▶ **Aim of the task**
Express the records below as a JSON list of strings, with one string for each line and no blank lines. Include every record, but leave the pictures out of the answer.

▶ **Material to process**
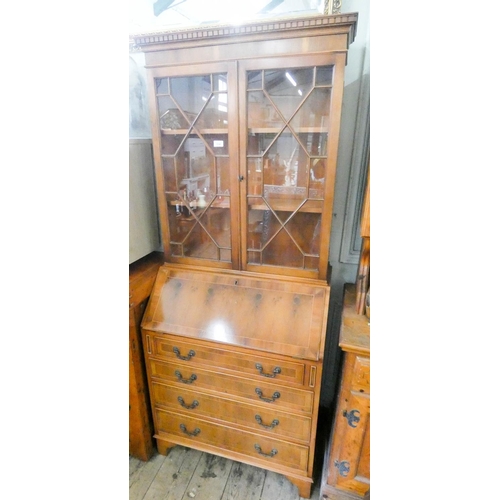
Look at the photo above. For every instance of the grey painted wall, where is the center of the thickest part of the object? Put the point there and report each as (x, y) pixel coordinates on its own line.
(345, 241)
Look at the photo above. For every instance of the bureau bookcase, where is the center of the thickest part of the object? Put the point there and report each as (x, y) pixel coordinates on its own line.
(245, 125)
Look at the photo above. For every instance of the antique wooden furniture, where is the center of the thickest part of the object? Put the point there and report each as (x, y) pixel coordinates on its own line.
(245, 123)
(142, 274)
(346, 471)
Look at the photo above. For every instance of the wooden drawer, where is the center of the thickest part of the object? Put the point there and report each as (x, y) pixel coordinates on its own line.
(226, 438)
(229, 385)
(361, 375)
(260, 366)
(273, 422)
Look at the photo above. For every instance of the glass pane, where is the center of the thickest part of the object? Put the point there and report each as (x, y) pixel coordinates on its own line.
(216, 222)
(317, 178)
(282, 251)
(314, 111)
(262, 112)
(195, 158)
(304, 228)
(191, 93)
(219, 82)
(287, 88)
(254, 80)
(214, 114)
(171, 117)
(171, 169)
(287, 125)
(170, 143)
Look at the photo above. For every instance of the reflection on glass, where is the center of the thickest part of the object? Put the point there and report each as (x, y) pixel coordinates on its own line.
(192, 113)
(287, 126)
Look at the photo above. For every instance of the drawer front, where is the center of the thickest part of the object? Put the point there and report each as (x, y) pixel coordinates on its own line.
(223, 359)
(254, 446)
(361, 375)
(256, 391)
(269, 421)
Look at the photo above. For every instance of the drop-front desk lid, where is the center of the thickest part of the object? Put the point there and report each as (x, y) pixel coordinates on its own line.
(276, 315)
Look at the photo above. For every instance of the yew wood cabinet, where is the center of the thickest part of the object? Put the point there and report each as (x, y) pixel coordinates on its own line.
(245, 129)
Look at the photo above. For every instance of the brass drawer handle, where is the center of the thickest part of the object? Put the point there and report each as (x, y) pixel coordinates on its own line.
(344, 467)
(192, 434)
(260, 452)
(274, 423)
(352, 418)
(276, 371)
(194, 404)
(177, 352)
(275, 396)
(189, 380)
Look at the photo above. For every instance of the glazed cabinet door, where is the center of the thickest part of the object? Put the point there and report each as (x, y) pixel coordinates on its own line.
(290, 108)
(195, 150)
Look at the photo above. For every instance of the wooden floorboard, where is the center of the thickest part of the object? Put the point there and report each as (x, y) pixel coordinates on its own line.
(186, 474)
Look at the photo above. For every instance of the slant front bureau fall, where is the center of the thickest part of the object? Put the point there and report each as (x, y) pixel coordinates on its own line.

▶ **Final result**
[
  "Look at the photo above. For every instance of the grey painted wall, where is the center of the thickest part of the object? Put the point there and report each as (x, y) pixel coordinates on its own line.",
  "(345, 241)",
  "Look at the photo above. For every instance of the bureau bookcase, where is the center of the thickest part of the object? Put the point there and report each as (x, y) pixel coordinates on its own line.",
  "(245, 125)",
  "Look at the photo above. For every instance of the antique wooden furniture, where is the center of the thickest part of the object? Put the point there and report each as (x, y) pixel coordinates on its own line.",
  "(245, 123)",
  "(142, 274)",
  "(346, 471)",
  "Look at the photo above. For every instance of the wooden drawer, where is the center of the thickest part of the object? Put the point there and report each as (x, y) pixel coordinates on its own line.",
  "(226, 438)",
  "(229, 385)",
  "(361, 375)",
  "(260, 366)",
  "(273, 422)",
  "Look at the photo above. For every instance of the glass pane, where is the center of the thickest part of the object? Put the point there and report each as (x, y) pixel coordinates on its own line.",
  "(216, 222)",
  "(317, 178)",
  "(282, 251)",
  "(314, 111)",
  "(262, 112)",
  "(195, 158)",
  "(304, 228)",
  "(191, 93)",
  "(219, 82)",
  "(287, 88)",
  "(254, 80)",
  "(214, 114)",
  "(171, 117)",
  "(171, 169)",
  "(287, 125)",
  "(170, 143)",
  "Look at the photo above. For every instance of the reflection on glass, where is the center of the thickest part of the object? Put the point there and report each as (x, y) pixel coordinates on its own line.",
  "(192, 113)",
  "(287, 126)",
  "Look at the photo above. For every instance of the drawer front, where is the center of the thickest part of the object? Put the point there and report each as (x, y) pixel coordinates on its own line.",
  "(223, 359)",
  "(254, 446)",
  "(361, 375)",
  "(256, 391)",
  "(269, 421)",
  "Look at the photo above. For every instance of the drop-front desk lid, where is the center of the thickest part of the object? Put the point there and report each as (x, y) pixel coordinates on its own line.",
  "(276, 315)",
  "Look at the photo above. For every instance of the yew wood cabinet, where is the center of the thickest part of the object? Put the point there and report each as (x, y) pixel coordinates on its own line.",
  "(245, 129)",
  "Look at the photo above. For every instance of the brass drawer handle, where is the center of the thickest part of the object? Put the point there and report each as (x, y) pixel coordinates on its own line.",
  "(344, 467)",
  "(192, 434)",
  "(260, 452)",
  "(274, 423)",
  "(352, 418)",
  "(276, 371)",
  "(194, 404)",
  "(177, 352)",
  "(275, 396)",
  "(189, 380)",
  "Look at the photo above. For every instance of the glazed cabinet door, where is the center of the thickest part of the object? Put the point there and report each as (x, y) pixel coordinates on its own line.",
  "(290, 108)",
  "(195, 150)",
  "Look at the photo above. For every instance of the wooden floorboard, where is the center of the thickest part of the object? Put the point there and report each as (x, y) pixel coordinates on its own line.",
  "(186, 474)",
  "Look at the photo above. For every instance of the slant front bureau fall, where is the center of the thickest part of the object? Put the point there and report each as (x, y) pixel coordinates on its own line."
]